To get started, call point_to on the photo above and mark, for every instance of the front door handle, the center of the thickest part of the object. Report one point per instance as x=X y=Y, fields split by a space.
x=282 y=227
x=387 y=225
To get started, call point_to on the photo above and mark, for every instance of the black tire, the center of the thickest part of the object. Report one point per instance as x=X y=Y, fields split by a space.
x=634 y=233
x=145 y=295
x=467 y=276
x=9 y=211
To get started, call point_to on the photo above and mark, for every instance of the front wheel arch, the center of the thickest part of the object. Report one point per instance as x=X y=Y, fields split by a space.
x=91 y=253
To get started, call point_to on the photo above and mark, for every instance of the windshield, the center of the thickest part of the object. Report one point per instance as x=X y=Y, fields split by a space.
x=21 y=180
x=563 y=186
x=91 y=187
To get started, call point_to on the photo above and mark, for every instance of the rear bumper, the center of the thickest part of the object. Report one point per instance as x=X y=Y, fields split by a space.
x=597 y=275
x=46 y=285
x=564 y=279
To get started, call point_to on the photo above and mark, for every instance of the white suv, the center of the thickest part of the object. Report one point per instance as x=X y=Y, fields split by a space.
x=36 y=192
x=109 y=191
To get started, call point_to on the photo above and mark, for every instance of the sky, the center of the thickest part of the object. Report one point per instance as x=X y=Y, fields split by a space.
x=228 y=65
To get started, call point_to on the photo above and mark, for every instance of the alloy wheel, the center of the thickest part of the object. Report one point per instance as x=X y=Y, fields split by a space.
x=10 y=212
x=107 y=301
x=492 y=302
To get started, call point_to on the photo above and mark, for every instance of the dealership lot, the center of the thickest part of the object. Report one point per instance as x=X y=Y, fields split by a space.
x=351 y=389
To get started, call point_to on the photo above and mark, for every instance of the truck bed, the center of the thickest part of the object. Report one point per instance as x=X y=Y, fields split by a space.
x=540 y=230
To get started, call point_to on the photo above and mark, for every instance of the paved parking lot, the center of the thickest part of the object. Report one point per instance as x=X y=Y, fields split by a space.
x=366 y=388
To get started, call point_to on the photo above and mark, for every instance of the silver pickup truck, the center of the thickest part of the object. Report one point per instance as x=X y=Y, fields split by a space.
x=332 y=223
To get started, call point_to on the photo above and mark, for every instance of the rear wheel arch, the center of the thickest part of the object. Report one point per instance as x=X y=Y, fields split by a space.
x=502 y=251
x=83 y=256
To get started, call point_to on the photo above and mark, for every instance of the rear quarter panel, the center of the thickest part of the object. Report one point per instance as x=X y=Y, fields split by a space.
_____
Starting at the first line and ending at the last, retype the entries above.

To get started, call point_to on the photo above and mark, for every instance of the front door handle, the center of the thickest part of the object. Report one point per instance as x=X y=Y, fields split by a space.
x=282 y=227
x=387 y=225
To get started, call point_to on the photo above and mark, for every instance of the black tire, the center of the thickest part of the object. Report one point per instance as x=X y=Y, fields split by a space.
x=634 y=233
x=145 y=295
x=467 y=276
x=9 y=211
To get started, call point_to on the photo above and mark, for every instance of the front wheel arch, the center of the thickest part of the object. Report one point per instance as x=X y=Y, fields split by a space.
x=91 y=253
To get started, call point_to on the photo above and mark, for every instance of the windshield, the center of the thickest part of the object. Report one point per instance as x=X y=Y, fields split by a space.
x=21 y=180
x=563 y=186
x=91 y=187
To get started, call point_to on the photo above and mark, for every instance of the rear bumper, the center of the thickest part of the object. Report one point per instance as x=X y=Y, fields split by a space.
x=597 y=275
x=46 y=285
x=564 y=279
To get started, call point_to on the photo above and mark, for every instance of the white suv, the center of the thickest part of the object. Report one point per instance as x=X y=Y, fields split by a space.
x=36 y=192
x=109 y=191
To get started, call point_to on the photo above and mark, for every instance of the sky, the center of the thickest part of the object. Report one point per instance as x=X y=Y, fields split by a space.
x=228 y=65
To get started, call point_to on the photo above and mark, for every instance of the alloy wheel, the center of the thickest part of the object. Report one point per instance as x=X y=Y, fields split by a space.
x=10 y=212
x=107 y=301
x=492 y=302
To get started, call point_to on the photo above and mark, for every instance of the dealership lot, the center of the thickest part of the object. Report one point per instance as x=X y=Y, fields split by a space.
x=351 y=389
To get started, call point_to on the photo above and mark, for every instance of the truck bed, the center of the thickest part of the object. Report one point per instance as x=X y=Y, fields split by a space.
x=540 y=230
To get started, call point_to on the photo above and mark, for every instance of the paved parking lot, the center of the thickest part of the object. Report one point per instance as x=X y=Y, fields split by a space.
x=366 y=388
To get started, call point_to on the photo above and mark, for every instance of the silver pickup truck, the center of the thickest part of the object. Report one point per instance as x=X y=Y, fields split by a space.
x=332 y=223
To get started, call point_to on the photo above and mark, for every instance of the rear wheel arch, the center of the thickest part of the object. Report one point per instance as x=X y=Y, fields split by a space.
x=502 y=251
x=83 y=256
To get started, call point_to on the photo above and mark, for every instance of the rear quarter panel, the center of the thickest part of the object. Report one point per instance as x=X y=Y, fields split by a space.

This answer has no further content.